# METEOROLOGÍA > Inundaciones >  15 años de la trágica riada de Biescas que causó 87 muertes

## ben-amar

http://iagua.es/
08/08/11 a las 8:50
15 años de la trágica riada de Biescas que causó 87 muertes
Share

Ayer se cumplían quince años del trágico 7 de agosto de 1996, en el que una riada se llevó por delante el camping "Las Nieves", en Biescas (Huesca) y, con él, la vida de 87 personas.

Todo empezó en torno a las siete de la tarde, cuando una impresionante tormenta descargó toda su fuerza sobre el barranco de Arás, en el Pirineo aragonés.



[ame]http://www.youtube.com/watch?v=pcuHRVH2tCE&feature=player_embedded[/ame]

----------


## Luján

Una terrible tragedia de la que 15 años después apenas se ha aprendido nada.

#### [Registros]
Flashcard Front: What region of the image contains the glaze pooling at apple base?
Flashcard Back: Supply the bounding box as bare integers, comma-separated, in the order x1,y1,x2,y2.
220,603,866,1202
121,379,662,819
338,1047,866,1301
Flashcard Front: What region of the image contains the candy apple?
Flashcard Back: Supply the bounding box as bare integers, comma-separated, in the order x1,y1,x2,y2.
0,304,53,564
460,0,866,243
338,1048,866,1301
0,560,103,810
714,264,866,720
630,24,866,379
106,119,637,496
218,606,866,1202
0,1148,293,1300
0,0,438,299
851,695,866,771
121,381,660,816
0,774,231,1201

#### [Objetivo]
Transcribe sin cambios el pasaje del hilo sobre la riada de Biescas que arranca con las palabras que contienen "http://iagua.es/" y concluye con "el Pirineo aragonés.".

#### [Solución]
http://iagua.es/
08/08/11 a las 8:50
15 años de la trágica riada de Biescas que causó 87 muertes
Share

Ayer se cumplían quince años del trágico 7 de agosto de 1996, en el que una riada se llevó por delante el camping "Las Nieves", en Biescas (Huesca) y, con él, la vida de 87 personas.

Todo empezó en torno a las siete de la tarde, cuando una impresionante tormenta descargó toda su fuerza sobre el barranco de Arás, en el Pirineo aragonés.